§ EXERCISE PROMPT
The response should consist of the records that follow, repeated exactly.

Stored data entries
# # # #

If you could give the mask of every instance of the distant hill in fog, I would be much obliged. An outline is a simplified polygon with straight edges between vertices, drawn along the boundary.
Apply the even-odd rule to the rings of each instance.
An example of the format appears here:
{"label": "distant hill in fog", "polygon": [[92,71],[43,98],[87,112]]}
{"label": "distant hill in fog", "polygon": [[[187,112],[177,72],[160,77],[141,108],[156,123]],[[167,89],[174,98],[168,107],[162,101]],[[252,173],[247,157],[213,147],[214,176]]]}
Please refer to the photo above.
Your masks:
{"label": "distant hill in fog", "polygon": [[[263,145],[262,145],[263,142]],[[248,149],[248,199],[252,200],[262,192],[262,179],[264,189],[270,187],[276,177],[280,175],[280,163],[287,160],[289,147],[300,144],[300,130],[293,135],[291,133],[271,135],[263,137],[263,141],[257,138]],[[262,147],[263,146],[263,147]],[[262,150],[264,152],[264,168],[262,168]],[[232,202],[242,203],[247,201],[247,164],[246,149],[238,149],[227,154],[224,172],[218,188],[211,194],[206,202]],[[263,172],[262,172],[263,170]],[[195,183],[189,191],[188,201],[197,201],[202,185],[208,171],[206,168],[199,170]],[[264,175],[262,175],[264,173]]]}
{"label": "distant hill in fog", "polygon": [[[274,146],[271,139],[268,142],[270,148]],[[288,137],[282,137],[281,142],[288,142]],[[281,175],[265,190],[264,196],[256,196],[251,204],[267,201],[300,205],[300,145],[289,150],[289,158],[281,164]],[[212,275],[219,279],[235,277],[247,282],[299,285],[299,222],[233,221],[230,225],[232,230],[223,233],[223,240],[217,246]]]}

# # # #

§ TASK SOLUTION
If you could give the mask of every instance of the distant hill in fog, I would be much obliged. An outline is a simplified polygon with straight edges between vertices, drawn along the boundary.
Apply the even-odd rule to the rings of each instance.
An example of the format appears here:
{"label": "distant hill in fog", "polygon": [[92,71],[43,98],[87,112]]}
{"label": "distant hill in fog", "polygon": [[[187,112],[177,72],[160,77],[141,108],[156,123]],[[167,89],[174,98],[168,107],[162,101]],[[252,173],[247,157],[213,147],[214,176]]]}
Please refer to the photo above.
Your masks:
{"label": "distant hill in fog", "polygon": [[[263,145],[262,145],[263,142]],[[248,149],[248,199],[252,200],[262,192],[262,179],[264,189],[270,187],[276,177],[280,175],[280,163],[287,160],[289,147],[300,144],[300,130],[293,135],[291,133],[271,135],[263,137],[263,141],[257,138]],[[262,147],[263,146],[263,147]],[[262,150],[264,152],[264,168],[262,168]],[[232,202],[242,203],[247,201],[247,164],[246,149],[238,149],[227,154],[224,172],[218,188],[211,194],[206,202]],[[263,172],[262,172],[263,170]],[[195,183],[189,191],[188,201],[197,201],[202,185],[208,171],[206,168],[199,170]],[[264,175],[262,175],[264,173]]]}
{"label": "distant hill in fog", "polygon": [[[274,146],[271,139],[268,142],[270,148]],[[288,137],[282,137],[281,142],[288,142]],[[281,175],[265,190],[264,196],[256,196],[251,204],[267,201],[300,205],[300,145],[289,150],[289,158],[281,164]],[[212,275],[219,279],[235,277],[247,282],[299,285],[299,222],[233,221],[230,225],[232,230],[223,233],[223,240],[217,246]]]}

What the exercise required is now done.